→ SHORT PROBLEM 1
Please answer these from the speech synthesis discussion, one line each, marked like the questions:
(a) What does the discussion say spectrograms are?
(b) What space does the discussion say text belongs to?
(c) What does the discussion say everyone is working on right now?
→ SHORT PROBLEM 2
Write out the speech synthesis discussion between "Imho, the next" and "timings and emotion.", inclusive, swapping each "spectrograms" for "sonograms".
→ SHORT PROBLEM 3
Extend the speech synthesis discussion, starting after its last sentence.

→ SOURCE PASSAGE
■ ■ ■ ■ ■ ■ ■

Imho, the next revolution in speech synthesis will come from using guided diffusion models, leveraging the recent breakthrough in image synthesis (Dall-e), to generate spectrograms (spectrograms are images).

Using this slower generative approach it will allow to produce large high-quality enriched audio datasets with parametric text, timings and emotion.

Then you use these datasets to bootstrap in a supervised fashion the existing traditional architectures to make the generation faster.

The usual problem of text-to-speech is that you have to go from a low-information space (aka text) to a high-information space (aka sound). And therefore training is ill-defined because one input text can have several correct sound. But once you have an enriched text with inflections and parameters, speaker embedding, the mapping then become one enriched text to one exact audio and the training become well-defined and easy.


Everyone's working on emotional expressiveness right now. Many researches published left & right!


Cool - I probably shouldn’t be surprised that the smart minds in machine learning and natural language processing are well ahead of me, an interested lay person!

■ ■ ■ ■ ■ ■ ■

→ PROVIDED DATA
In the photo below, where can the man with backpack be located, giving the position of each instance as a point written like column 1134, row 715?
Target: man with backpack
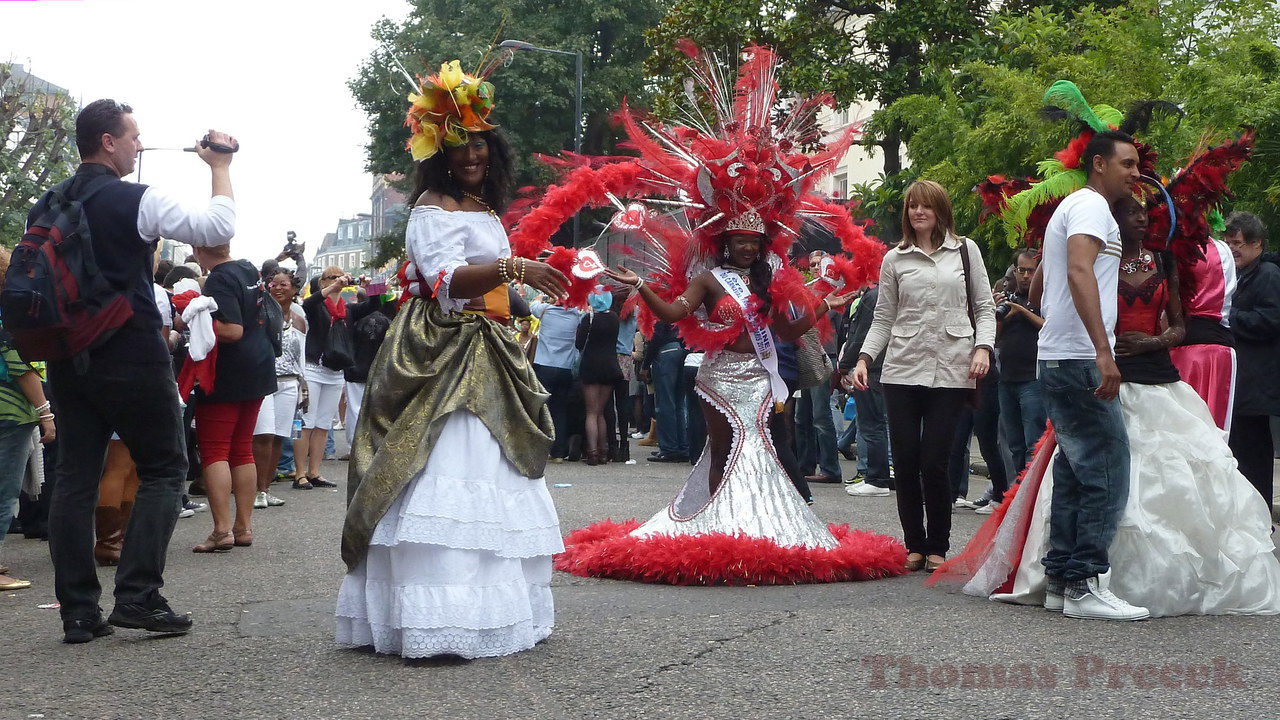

■ ■ ■ ■ ■ ■ ■

→ WRITTEN RESPONSE 1
(a) Images.
(b) A low-information space.
(c) Emotional expressiveness.

→ WRITTEN RESPONSE 2
Imho, the next revolution in speech synthesis will come from using guided diffusion models, leveraging the recent breakthrough in image synthesis (Dall-e), to generate sonograms (sonograms are images).

Using this slower generative approach it will allow to produce large high-quality enriched audio datasets with parametric text, timings and emotion.

→ WRITTEN RESPONSE 3
Any good links or HN comment threads that you’d recommend?


It seems to get this wrong:

"$99/mo (non-commercial use) too rich for my blood."


Hey, the developer Eric here. Thanks for checking out this super early version of the project. How can I make it right?


Put that in the demo and listen to it.

https://unrealspeech.com/Ry4K_


Oh, got it. You mean it doesn't pronounce "$99/mo" correctly? Yeah, there are quite a few cases like this where we don't translate symbols, abbreviations, etc quite right, yet. But unfortunately, in this case, I spelled out "$99 per month" but it still sounds awkward.


I could be wrong but I feel like you've missed the sarcasm....


There was a technical issue with the how it sounded but, yes the underlining point was you need some kind of pay as you go model or something. if you can't offer a free tier.

Don't get me wrong it's pretty cool tech if you trained your own model.

I'm also having a hard time coming up a use case. Outside of spam and games I'm having a hard time coming up with generative AI is useful at all anyway.


The more real it sounds, the more dangerous it can be. Personally, I want to know I'm talking to a computer the second it "opens it's mouth".


Title seems disingenuous. AWS is pay-as-you-go, and this, apparently, only offers subscriptions.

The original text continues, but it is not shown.